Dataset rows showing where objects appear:
begin

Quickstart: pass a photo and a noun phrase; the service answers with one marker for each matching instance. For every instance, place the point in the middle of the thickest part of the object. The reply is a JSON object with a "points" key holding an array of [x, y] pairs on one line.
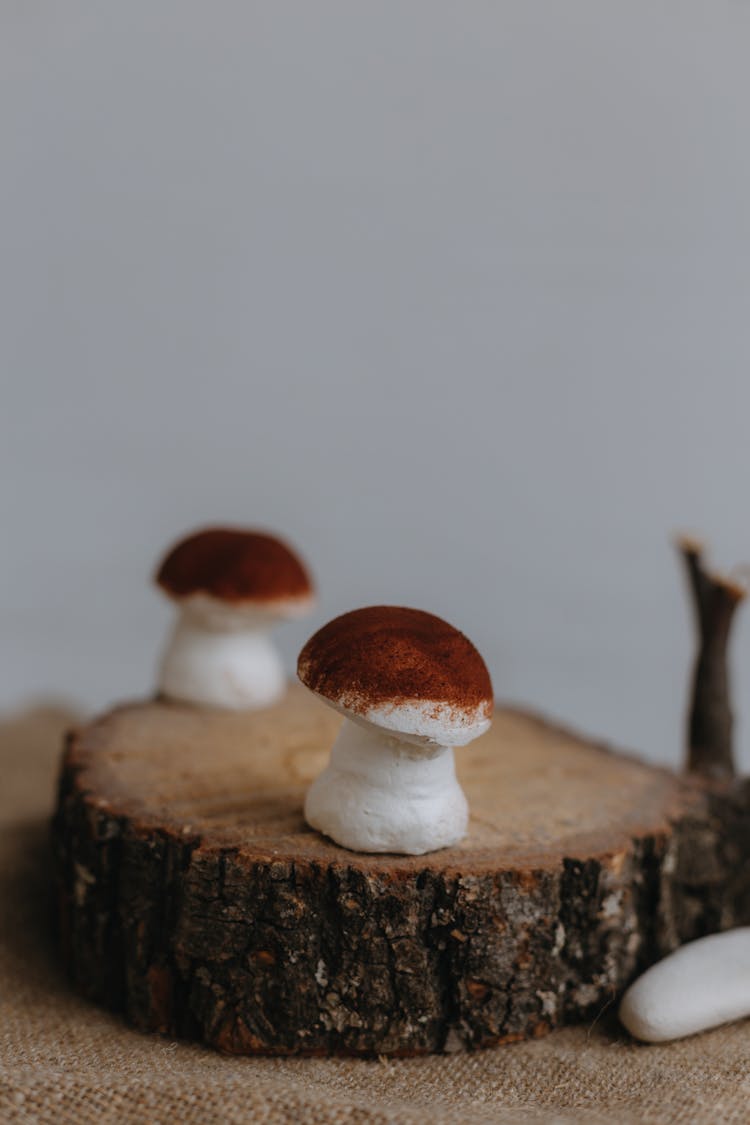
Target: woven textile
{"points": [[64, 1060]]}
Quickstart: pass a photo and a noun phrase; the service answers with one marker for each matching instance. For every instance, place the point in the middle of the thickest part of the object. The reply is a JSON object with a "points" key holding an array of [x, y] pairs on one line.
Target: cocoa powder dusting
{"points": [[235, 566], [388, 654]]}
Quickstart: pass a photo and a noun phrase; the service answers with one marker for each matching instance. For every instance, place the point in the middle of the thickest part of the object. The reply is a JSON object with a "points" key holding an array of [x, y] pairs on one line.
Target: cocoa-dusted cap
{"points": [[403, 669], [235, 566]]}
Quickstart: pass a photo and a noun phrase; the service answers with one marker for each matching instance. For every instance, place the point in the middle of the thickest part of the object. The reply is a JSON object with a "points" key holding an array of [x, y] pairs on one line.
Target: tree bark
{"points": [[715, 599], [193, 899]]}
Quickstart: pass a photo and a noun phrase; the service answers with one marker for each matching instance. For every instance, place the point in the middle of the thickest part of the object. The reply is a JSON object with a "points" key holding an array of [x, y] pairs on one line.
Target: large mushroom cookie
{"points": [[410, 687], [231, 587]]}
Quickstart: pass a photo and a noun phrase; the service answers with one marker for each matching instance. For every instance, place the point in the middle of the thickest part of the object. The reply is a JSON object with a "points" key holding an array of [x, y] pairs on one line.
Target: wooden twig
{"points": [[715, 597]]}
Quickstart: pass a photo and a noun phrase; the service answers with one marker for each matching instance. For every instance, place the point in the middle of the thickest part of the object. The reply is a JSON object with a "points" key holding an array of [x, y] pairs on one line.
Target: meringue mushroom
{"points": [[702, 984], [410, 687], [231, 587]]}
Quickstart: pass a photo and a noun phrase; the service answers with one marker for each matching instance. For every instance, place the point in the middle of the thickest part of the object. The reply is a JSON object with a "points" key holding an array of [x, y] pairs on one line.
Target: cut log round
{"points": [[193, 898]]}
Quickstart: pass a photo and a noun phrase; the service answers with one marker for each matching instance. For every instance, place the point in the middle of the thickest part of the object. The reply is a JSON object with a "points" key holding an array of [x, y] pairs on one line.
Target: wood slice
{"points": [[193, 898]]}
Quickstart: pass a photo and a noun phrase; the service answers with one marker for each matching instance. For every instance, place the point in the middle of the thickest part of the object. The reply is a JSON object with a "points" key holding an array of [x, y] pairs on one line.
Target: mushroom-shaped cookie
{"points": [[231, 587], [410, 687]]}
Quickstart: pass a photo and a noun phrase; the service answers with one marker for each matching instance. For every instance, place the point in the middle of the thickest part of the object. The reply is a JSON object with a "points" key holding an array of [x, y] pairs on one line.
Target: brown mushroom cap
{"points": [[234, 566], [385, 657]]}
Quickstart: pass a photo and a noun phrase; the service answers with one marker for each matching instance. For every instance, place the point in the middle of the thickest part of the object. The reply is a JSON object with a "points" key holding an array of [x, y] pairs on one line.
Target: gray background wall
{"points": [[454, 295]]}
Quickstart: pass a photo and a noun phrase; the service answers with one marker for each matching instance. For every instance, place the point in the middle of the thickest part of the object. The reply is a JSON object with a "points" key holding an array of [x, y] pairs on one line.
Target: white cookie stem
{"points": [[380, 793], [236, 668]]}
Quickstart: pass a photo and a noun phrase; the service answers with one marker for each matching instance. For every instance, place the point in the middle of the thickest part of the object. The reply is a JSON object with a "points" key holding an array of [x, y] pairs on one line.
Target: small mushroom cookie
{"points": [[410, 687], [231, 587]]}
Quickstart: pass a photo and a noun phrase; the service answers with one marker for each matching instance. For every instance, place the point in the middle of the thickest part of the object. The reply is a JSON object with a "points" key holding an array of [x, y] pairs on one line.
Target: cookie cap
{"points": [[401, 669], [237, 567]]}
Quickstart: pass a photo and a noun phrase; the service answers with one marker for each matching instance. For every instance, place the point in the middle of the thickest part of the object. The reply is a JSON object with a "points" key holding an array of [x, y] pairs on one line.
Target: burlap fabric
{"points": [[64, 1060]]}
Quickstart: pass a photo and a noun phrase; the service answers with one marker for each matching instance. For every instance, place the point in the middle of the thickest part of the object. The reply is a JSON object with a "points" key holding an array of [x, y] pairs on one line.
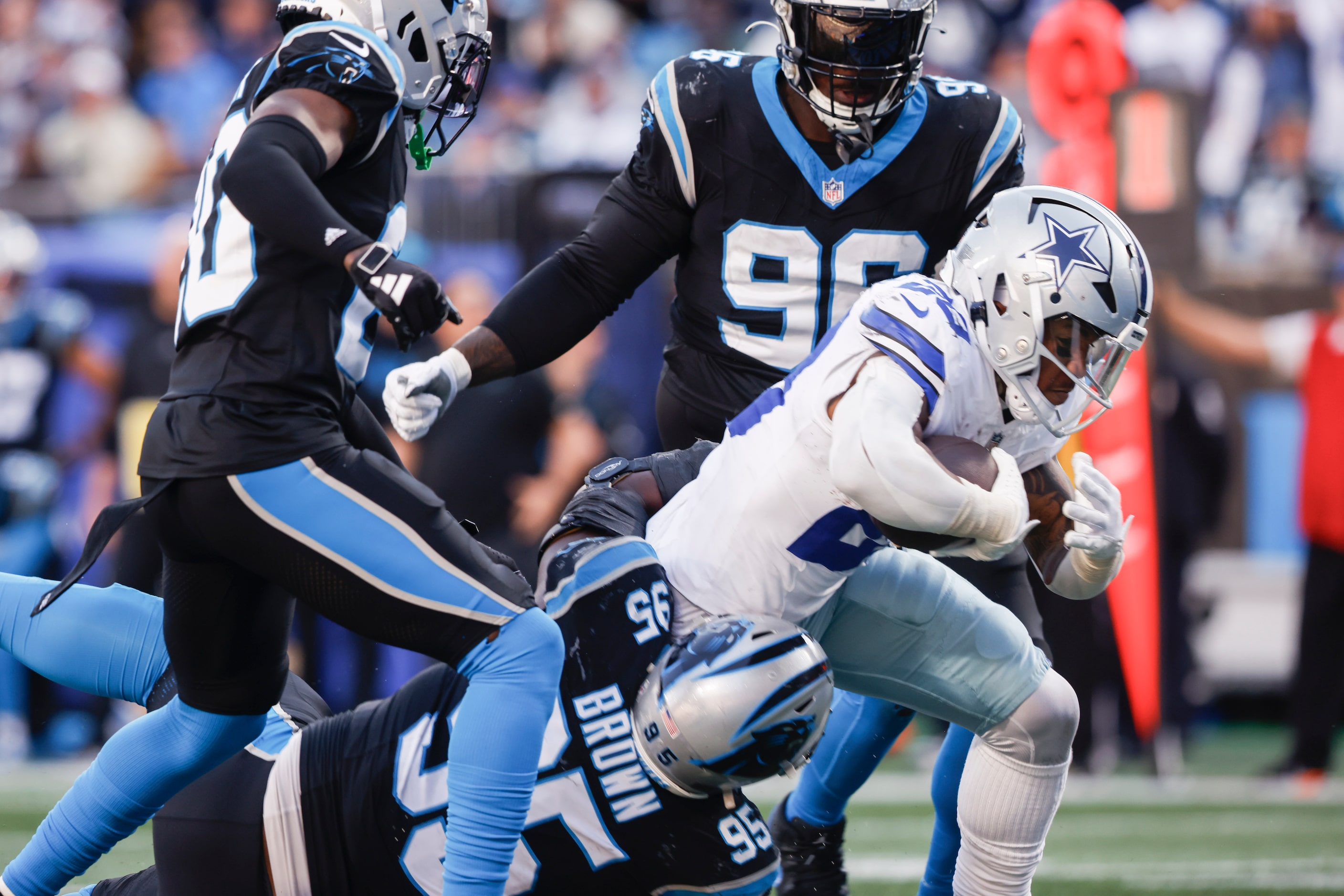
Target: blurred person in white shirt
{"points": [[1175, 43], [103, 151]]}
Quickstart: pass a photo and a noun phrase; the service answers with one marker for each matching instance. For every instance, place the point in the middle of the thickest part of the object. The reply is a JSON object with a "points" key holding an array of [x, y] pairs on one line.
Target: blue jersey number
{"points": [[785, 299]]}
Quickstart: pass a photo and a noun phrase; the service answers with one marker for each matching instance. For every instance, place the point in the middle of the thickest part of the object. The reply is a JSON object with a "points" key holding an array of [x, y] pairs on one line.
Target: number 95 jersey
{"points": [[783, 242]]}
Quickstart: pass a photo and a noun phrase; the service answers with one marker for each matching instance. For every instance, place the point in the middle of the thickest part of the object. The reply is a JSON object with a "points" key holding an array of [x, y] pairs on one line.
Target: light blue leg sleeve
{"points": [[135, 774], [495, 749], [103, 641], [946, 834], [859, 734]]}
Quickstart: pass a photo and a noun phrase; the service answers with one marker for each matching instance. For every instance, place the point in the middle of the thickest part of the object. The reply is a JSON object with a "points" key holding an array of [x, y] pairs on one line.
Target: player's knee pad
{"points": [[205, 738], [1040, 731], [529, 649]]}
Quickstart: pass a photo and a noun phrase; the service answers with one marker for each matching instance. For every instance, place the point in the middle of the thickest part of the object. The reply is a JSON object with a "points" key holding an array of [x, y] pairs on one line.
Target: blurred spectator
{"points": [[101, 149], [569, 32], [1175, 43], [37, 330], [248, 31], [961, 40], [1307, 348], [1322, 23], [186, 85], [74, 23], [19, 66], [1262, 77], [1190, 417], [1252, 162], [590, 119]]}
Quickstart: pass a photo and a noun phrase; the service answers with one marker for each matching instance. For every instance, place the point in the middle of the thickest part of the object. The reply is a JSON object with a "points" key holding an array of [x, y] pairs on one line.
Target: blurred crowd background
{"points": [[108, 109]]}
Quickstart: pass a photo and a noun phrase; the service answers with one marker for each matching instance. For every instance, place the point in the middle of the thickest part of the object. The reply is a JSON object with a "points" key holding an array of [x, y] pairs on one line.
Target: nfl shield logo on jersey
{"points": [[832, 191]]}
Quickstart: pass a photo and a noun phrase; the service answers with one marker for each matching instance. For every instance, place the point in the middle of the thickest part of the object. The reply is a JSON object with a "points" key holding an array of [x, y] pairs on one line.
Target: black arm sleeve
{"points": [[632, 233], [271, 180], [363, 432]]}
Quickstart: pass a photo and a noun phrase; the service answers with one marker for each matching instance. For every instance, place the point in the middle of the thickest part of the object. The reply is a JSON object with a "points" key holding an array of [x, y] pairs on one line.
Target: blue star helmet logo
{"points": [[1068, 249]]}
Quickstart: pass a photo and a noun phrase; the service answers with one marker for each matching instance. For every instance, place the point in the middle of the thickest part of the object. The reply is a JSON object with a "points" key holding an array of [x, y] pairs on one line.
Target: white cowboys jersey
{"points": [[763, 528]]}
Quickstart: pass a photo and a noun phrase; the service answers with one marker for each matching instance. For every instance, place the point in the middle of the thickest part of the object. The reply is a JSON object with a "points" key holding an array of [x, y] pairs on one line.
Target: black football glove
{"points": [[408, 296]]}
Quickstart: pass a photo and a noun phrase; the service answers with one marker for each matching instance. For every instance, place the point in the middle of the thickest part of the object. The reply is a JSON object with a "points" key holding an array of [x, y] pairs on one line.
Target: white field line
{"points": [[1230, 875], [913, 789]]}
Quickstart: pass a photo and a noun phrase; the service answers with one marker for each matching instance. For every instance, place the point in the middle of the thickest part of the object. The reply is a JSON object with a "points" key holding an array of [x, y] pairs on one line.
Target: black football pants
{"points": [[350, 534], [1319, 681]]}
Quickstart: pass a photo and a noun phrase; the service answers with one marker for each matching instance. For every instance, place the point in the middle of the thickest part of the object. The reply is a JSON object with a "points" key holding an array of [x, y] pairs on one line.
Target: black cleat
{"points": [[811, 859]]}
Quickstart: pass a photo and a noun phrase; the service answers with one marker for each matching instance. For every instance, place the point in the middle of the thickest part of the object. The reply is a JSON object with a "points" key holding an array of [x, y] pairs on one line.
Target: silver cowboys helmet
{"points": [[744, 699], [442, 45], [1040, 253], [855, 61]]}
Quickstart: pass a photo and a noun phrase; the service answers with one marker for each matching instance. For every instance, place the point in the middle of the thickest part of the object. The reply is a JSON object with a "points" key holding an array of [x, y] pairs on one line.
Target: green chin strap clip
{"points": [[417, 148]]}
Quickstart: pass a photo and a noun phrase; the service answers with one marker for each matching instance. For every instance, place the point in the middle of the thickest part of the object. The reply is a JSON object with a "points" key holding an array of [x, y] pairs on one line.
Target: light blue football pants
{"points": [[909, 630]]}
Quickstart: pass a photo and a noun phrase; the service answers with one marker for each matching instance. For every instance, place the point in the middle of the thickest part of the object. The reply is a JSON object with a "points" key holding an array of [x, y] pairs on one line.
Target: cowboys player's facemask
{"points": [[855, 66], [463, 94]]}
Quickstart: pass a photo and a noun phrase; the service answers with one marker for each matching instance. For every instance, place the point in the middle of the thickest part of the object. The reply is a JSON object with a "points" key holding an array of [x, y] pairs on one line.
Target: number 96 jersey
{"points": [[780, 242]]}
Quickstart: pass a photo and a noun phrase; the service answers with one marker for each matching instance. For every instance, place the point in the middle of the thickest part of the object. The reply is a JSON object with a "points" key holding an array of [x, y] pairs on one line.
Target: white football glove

end

**What to produce**
Find each line above that contains the word "helmet" and copy every one of them out.

**Worked answer**
Target: blue star helmet logo
Target: silver cowboys helmet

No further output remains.